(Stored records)
<<<<

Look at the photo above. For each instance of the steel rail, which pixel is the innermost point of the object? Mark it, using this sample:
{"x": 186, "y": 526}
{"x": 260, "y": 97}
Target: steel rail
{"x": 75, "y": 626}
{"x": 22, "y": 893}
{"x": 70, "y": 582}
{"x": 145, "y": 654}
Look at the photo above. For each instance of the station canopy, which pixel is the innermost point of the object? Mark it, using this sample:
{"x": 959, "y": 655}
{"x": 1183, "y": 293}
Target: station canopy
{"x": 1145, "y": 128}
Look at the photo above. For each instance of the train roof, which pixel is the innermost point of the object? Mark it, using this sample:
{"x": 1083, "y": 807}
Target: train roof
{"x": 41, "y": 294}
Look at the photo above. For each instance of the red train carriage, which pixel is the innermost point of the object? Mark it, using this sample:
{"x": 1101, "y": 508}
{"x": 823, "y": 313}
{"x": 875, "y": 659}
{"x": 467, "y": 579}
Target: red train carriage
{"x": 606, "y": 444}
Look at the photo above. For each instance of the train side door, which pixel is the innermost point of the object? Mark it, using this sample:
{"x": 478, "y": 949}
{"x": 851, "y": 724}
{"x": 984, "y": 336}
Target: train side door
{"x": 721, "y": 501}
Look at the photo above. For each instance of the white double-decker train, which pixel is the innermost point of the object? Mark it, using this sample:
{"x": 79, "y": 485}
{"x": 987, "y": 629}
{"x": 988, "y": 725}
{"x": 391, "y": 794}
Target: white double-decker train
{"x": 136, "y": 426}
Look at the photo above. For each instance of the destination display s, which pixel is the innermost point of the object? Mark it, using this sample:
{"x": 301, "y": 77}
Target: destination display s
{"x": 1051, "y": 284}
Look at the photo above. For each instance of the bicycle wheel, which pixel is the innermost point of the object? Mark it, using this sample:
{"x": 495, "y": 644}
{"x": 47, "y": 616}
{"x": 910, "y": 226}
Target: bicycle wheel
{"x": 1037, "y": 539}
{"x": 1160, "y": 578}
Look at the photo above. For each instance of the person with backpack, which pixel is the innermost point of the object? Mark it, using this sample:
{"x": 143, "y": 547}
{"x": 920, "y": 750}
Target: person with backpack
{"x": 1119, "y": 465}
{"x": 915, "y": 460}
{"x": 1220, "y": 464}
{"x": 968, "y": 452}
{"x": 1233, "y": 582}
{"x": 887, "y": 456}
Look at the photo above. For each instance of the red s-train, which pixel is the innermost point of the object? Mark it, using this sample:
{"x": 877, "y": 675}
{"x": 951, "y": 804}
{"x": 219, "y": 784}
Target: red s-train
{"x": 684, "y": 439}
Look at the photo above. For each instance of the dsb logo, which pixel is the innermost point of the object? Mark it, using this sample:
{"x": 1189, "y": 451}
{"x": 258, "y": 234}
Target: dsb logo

>>>>

Find the lines above that contain the word "logo" and collect them.

Look at the photo above. For each instance of the dsb logo, which pixel is the innermost point of the object? Mark it, using this sample:
Target: dsb logo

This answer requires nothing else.